** Opening EXERCISE DATA block **
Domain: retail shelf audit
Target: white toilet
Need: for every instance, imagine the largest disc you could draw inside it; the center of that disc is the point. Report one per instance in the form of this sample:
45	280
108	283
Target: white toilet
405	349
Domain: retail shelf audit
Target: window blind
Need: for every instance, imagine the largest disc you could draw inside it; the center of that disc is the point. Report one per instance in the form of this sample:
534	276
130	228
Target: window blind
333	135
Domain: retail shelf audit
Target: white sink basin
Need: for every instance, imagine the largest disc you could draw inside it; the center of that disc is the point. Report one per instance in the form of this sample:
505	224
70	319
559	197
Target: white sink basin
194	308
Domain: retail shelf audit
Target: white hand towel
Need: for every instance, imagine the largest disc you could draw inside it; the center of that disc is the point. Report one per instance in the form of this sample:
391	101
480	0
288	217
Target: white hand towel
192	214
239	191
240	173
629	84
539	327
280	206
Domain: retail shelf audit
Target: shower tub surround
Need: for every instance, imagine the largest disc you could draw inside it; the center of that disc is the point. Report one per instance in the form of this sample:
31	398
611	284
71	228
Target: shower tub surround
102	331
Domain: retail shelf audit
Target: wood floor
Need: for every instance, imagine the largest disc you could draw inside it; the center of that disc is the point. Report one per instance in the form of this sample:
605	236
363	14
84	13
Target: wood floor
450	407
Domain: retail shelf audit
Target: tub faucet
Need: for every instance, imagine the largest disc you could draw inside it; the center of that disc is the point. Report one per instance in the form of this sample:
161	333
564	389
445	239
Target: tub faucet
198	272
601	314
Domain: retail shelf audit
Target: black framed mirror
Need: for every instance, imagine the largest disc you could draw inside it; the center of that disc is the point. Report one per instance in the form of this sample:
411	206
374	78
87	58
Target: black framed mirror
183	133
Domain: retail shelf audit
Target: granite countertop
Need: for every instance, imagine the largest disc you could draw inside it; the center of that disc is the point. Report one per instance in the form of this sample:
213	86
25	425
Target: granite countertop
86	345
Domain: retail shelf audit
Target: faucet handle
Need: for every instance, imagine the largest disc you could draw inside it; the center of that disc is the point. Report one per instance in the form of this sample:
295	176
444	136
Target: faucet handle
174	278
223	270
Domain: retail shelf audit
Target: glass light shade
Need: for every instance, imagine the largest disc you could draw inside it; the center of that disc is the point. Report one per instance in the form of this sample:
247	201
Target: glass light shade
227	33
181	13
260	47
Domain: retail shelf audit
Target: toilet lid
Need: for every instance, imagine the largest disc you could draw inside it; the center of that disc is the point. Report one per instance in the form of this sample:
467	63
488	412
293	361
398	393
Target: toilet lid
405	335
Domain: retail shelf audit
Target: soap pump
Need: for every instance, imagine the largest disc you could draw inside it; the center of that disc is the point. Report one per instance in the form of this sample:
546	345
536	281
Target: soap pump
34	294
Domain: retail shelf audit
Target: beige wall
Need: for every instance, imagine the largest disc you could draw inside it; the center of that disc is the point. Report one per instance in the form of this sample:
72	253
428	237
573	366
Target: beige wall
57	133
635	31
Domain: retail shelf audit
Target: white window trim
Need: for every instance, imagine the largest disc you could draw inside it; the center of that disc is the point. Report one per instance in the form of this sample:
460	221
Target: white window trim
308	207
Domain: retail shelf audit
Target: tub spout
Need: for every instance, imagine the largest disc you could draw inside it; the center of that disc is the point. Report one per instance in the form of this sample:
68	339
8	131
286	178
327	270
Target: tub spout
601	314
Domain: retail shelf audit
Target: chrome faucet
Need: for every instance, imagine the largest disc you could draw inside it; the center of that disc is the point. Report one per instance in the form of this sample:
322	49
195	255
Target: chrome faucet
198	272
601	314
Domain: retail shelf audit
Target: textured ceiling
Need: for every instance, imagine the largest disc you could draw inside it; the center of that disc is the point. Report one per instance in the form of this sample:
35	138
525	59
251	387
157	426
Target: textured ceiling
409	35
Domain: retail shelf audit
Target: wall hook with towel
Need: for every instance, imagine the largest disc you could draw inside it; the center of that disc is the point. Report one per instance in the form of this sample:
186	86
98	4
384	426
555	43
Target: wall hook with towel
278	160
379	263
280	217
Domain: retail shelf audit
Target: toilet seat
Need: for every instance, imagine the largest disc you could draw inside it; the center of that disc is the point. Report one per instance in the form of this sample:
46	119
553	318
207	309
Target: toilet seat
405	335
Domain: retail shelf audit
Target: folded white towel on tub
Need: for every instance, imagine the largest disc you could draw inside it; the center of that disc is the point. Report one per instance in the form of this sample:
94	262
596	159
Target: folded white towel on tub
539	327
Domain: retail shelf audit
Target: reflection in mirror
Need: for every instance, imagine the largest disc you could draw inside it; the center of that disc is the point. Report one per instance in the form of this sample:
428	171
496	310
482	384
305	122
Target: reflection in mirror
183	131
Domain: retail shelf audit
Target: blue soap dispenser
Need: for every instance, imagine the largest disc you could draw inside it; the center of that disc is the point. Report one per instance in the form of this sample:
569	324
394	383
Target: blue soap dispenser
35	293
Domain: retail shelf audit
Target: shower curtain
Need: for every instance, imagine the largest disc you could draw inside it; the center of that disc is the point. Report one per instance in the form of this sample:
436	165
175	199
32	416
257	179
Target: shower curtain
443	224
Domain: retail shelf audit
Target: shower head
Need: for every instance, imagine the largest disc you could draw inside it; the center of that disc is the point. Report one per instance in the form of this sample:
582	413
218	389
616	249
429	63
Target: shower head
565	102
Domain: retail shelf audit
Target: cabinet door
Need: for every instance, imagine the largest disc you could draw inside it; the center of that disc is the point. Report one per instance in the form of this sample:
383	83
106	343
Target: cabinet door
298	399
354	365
** Closing EXERCISE DATA block **
Would you return every line of the data above exactly?

### FINISHED EXERCISE
Domain: retail shelf audit
Target: white toilet
Need: for every instance, imagine the largest disc you could draw inside it; the center of that disc is the point. Report one per instance in the form of this sample:
45	280
108	283
Target: white toilet
405	349
Domain: retail shelf audit
Target: window blind
Need: for every instance, imagine the largest disc you could draw inside it; the center of that disc is the point. Report one per instance in the form of this sample:
534	276
130	228
Target: window blind
333	135
Domain: retail shelf audit
Target: white sink basin
Need: for every instance, imagine the largest disc you could draw inside it; the center of that disc is the point. Report one per instance in the form of this sample:
505	224
70	319
559	197
Target: white sink basin
194	308
Domain: retail shelf audit
Target: white hand towel
Need: for every instance, imagine the largest disc you could draw inside it; the center of that disc is the point. Report one per instance in the form of this sample:
391	101
480	0
288	217
Target: white hand towel
192	214
239	191
240	173
629	84
539	327
280	206
Domain: retail shelf audit
Target: shower tub surround
Need: for every instance, imagine the largest disc you could draw inside it; the center of that disc is the point. Report one per instance in the form of this sample:
31	398
611	284
71	228
Target: shower tub surround
102	331
Domain: retail shelf audit
Target: wood floor
Need: for every instance, imagine the largest disc you could draw inside it; the center of that disc is the point. Report one per instance in the form of this sample:
605	236
363	14
84	13
Target: wood floor
450	407
Domain: retail shelf audit
Target: tub faucet
Need: for every instance, imagine the largest disc you could draw inside it; the center of that disc is the point. Report one per instance in the form of this sample:
161	333
564	389
445	239
Target: tub faucet
198	272
601	314
Domain: retail shelf audit
Target: black framed mirror
Need: for every instance, imagine the largest disc you could draw inside it; the center of that disc is the point. Report one per instance in the form of this sample:
411	206
374	78
87	58
Target: black framed mirror
183	133
Domain: retail shelf audit
Target: granite countertop
Need: for every instance, imagine the largest disc you could draw inside it; the center of that disc is the point. Report one per instance in the form of this sample:
213	86
25	425
Target: granite countertop
86	345
Domain: retail shelf audit
Target: faucet handle
Need: for every instance, imagine the largest disc you could draw inside it; the center of that disc is the point. Report one per instance in the form of this sample:
295	176
444	136
Target: faucet handle
174	278
223	270
Domain: retail shelf audit
Target: glass light shade
Need: for every instance, imagine the largest disc you could draw inside it; the center of that disc is the point. Report one per instance in the form of this sample:
247	201
Target: glass light shade
227	33
181	13
260	47
Domain: retail shelf audit
Target: toilet lid
Need: for every instance, imagine the largest disc you could draw inside it; the center of that disc is the point. Report one per instance in the form of this sample:
467	63
488	412
293	361
398	393
Target: toilet lid
405	335
Domain: retail shelf audit
Target: soap pump
Need: for every instance, imagine the largest disc you could draw inside it; the center of that disc is the point. Report one per instance in the form of this sample:
546	345
536	281
Target: soap pump
34	294
Domain: retail shelf audit
Target: beige wall
Need: for every instance, imagine the largest disc you could draw inside it; the center of that disc is the point. Report one per instance in the form of this sample:
72	253
428	237
573	366
Target: beige wall
57	133
635	31
Domain: retail shelf audit
Target: white window trim
Need: for every instance, imagine the largest disc you could draw inside it; the center of that disc is the point. Report one per instance in the form of this sample:
460	221
Target: white window trim
308	207
Domain: retail shelf audit
Target: tub spout
Need: for every instance, imagine the largest disc you could draw inside it; the center of that disc is the point. Report one per instance in the form of this sample:
68	339
8	131
286	178
327	270
Target: tub spout
601	314
Domain: retail shelf audit
Target: chrome faucet
Need: for every instance, imagine the largest disc you could draw inside it; the center of that disc is the point. Report one per instance in the form of this sample:
322	49
195	255
Target: chrome faucet
198	272
601	314
Domain: retail shelf audit
Target: textured ceiling
Need: for every instance, imagine the largest disc you could draw inside it; the center of that disc is the point. Report one per instance in the form of this sample:
35	138
525	59
251	387
157	426
Target: textured ceiling
409	35
Domain: retail shelf audit
Target: wall hook with towel
Need: for every instance, imagine the largest disc you could draw inside it; the center of that disc is the point. Report one per instance in the form of this sample:
186	86
98	4
384	426
555	43
Target: wall hook with towel
278	160
379	263
280	217
Domain: retail shelf audit
Target: toilet seat
Need: for every instance, imagine the largest disc you could draw inside it; the center of that disc is the point. Report one per instance in the form of this sample:
46	119
553	318
207	309
Target: toilet seat
405	335
Domain: retail shelf audit
Target: folded white towel on tub
Need: for every instance, imagine the largest disc you could draw inside it; the center of that disc is the point. Report one per instance in the form of this sample:
94	262
596	159
Target: folded white towel on tub
539	327
Domain: retail shelf audit
Target: reflection in mirror
Need: for every instance, imagine the largest disc you could draw inside it; the center of that disc is the point. Report one per instance in the form of this sample:
428	171
496	310
482	384
305	122
Target: reflection in mirror
183	131
Domain: retail shelf audit
Target: blue soap dispenser
Need: for every instance, imagine the largest disc you could draw inside it; the center of that disc is the point. Report one per instance in the form of this sample:
569	324
394	383
Target: blue soap dispenser
35	293
Domain: retail shelf audit
Target: shower curtain
Need: for every instance, imagine the largest disc you could draw inside it; the center of that disc is the point. Report one per instance in the form of this sample:
436	165
175	199
32	416
257	179
Target: shower curtain
443	224
Domain: retail shelf audit
Target: shower head
Need: for every instance, imagine the largest disc you could draw inside it; the center of that disc is the point. Report one per instance in the form of this sample:
582	413
218	389
616	249
429	63
Target: shower head
565	102
Domain: retail shelf audit
Target: cabinet door
Need: for every instance, imagine the largest disc you could draw inside it; the center of that disc is the point. Report one per instance in the form of this sample:
383	83
106	343
Target: cabinet door
298	399
354	365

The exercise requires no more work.